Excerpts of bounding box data
..............................
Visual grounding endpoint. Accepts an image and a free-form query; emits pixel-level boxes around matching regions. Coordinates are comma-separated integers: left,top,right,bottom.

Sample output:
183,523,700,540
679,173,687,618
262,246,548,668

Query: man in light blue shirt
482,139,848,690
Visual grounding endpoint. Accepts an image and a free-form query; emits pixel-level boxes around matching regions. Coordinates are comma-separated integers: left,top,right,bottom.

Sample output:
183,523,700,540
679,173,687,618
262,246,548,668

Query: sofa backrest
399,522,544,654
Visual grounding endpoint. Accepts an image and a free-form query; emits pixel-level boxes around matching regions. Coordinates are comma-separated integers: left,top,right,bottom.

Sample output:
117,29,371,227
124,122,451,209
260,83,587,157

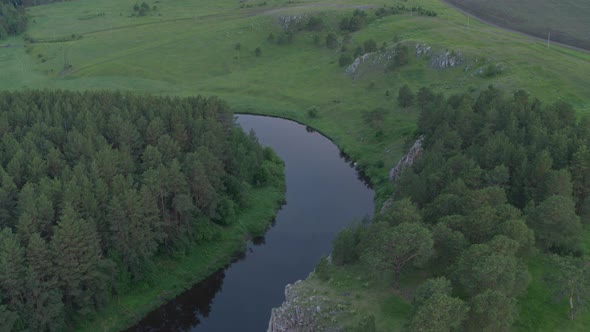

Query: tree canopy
0,91,281,331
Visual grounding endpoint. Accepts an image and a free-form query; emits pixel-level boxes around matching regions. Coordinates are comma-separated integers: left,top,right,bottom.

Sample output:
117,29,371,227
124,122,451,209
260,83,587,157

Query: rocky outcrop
416,44,432,57
430,50,463,69
267,280,322,332
279,15,305,31
389,136,424,182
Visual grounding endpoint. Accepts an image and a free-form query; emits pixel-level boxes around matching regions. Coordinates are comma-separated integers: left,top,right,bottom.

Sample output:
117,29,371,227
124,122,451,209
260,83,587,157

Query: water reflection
129,115,373,332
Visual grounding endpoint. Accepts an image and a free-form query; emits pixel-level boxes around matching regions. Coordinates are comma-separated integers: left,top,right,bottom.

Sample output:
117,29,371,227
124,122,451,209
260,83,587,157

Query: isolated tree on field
397,84,416,107
466,290,518,332
326,32,338,49
363,39,377,53
547,255,590,320
376,198,422,226
454,235,529,296
364,223,433,288
410,277,469,332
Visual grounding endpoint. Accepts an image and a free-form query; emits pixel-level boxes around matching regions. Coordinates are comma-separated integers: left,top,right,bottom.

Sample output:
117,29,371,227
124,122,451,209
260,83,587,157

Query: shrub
338,53,352,67
397,84,416,107
314,257,332,281
332,226,360,265
326,32,338,49
363,39,377,53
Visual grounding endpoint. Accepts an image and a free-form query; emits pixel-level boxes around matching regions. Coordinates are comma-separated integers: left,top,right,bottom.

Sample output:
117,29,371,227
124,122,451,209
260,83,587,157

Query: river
129,115,374,332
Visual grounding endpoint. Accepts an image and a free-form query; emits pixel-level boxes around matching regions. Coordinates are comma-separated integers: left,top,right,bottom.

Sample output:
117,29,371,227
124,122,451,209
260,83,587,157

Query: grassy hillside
0,0,590,330
446,0,590,49
0,0,590,191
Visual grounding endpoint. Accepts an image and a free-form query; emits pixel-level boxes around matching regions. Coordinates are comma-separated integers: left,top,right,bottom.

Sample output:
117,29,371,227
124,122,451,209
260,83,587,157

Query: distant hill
444,0,590,50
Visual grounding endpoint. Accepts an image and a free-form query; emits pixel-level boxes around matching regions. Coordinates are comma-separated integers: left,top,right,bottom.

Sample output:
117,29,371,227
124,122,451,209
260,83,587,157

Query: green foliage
326,32,338,49
376,198,422,226
466,290,518,332
363,39,377,53
346,314,377,332
332,226,363,265
410,293,469,332
481,63,502,78
362,223,433,288
0,2,27,39
314,257,332,281
546,255,590,320
412,277,453,308
388,44,410,70
307,106,319,119
0,90,276,331
133,1,157,16
340,9,367,32
454,235,529,296
527,195,582,253
338,53,352,67
305,16,325,31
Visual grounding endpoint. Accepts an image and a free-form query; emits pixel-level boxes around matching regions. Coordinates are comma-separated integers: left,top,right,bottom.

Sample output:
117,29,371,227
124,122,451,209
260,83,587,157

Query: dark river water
129,115,373,332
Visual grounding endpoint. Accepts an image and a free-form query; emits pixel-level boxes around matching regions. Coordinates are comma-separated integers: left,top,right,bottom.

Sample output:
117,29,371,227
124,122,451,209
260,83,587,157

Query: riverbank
75,168,285,332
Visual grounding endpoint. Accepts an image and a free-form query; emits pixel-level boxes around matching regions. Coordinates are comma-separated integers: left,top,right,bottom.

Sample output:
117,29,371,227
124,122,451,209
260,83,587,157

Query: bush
326,32,338,49
338,53,352,67
481,64,502,78
397,84,416,107
332,226,360,265
346,314,377,332
307,106,318,119
363,39,377,53
305,16,324,31
313,257,332,281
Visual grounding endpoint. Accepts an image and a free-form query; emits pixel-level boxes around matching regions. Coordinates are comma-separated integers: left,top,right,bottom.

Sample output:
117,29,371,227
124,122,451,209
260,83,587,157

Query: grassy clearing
447,0,590,49
295,265,412,331
0,0,590,330
75,182,284,331
0,0,590,191
514,255,590,331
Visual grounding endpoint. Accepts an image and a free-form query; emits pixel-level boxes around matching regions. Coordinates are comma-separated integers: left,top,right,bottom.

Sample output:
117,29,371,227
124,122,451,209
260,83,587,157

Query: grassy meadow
0,0,590,331
447,0,590,49
0,0,590,189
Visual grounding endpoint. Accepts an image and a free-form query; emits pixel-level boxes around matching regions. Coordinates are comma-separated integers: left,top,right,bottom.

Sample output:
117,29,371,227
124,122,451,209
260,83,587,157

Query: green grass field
75,182,284,332
447,0,590,49
0,0,590,330
0,0,590,189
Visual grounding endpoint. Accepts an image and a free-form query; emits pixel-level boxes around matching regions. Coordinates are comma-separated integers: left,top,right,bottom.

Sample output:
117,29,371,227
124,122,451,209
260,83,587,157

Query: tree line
0,0,27,39
330,86,590,331
0,91,282,331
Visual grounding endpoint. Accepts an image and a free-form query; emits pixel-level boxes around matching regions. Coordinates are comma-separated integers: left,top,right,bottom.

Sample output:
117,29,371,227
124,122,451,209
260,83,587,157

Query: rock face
389,136,424,182
416,44,464,70
267,280,322,332
430,50,463,69
279,15,305,31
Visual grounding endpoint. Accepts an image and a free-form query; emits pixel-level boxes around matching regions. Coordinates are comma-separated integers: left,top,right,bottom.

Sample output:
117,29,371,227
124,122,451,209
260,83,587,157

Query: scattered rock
430,50,463,70
279,15,305,31
416,44,432,58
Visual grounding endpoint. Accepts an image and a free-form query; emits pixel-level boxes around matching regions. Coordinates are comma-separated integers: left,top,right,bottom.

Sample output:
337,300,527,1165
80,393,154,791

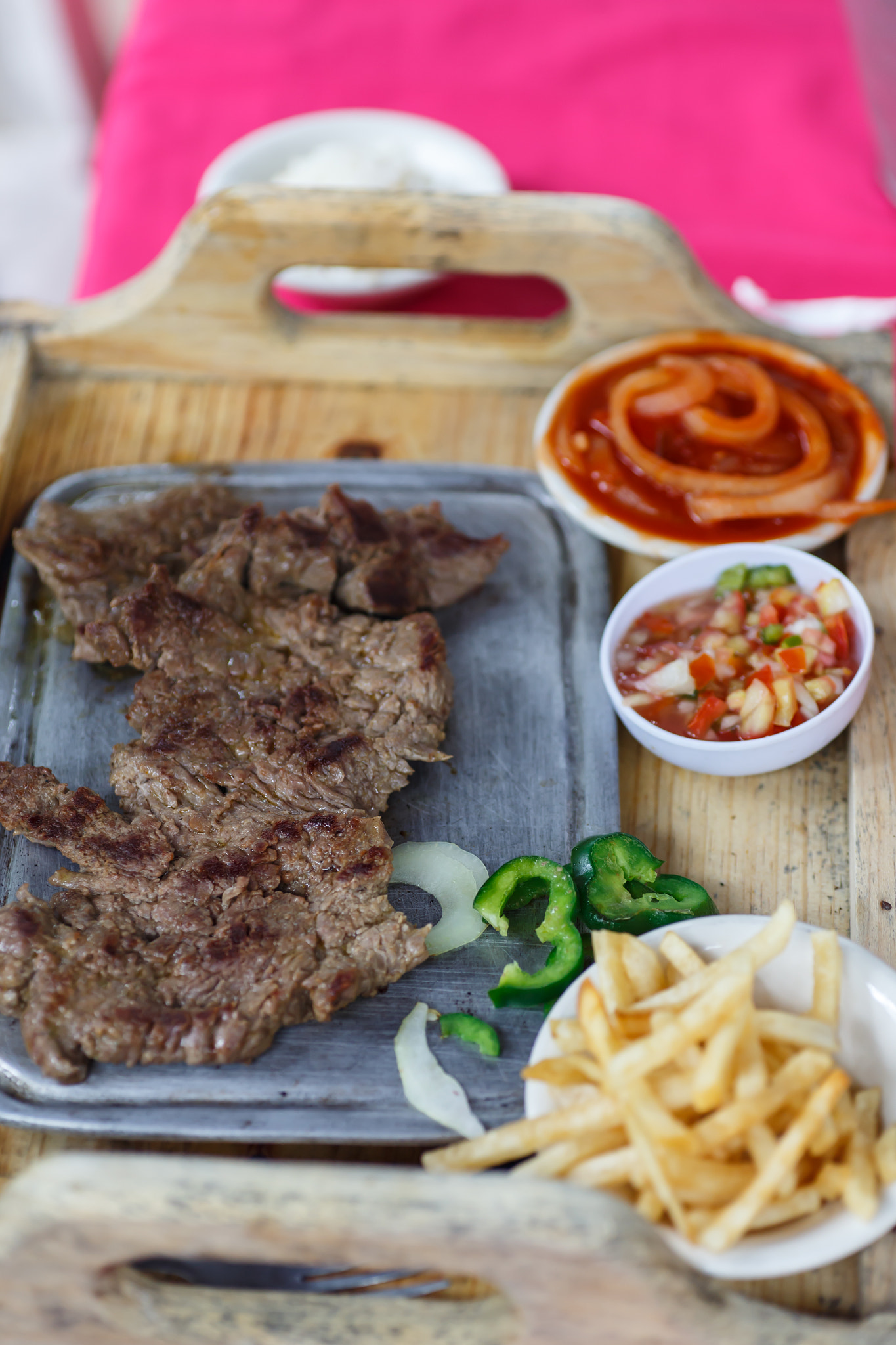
..............................
Please count the lines in the items above that contain the string "water", where case counts. Give only the number.

▸ **Answer below**
2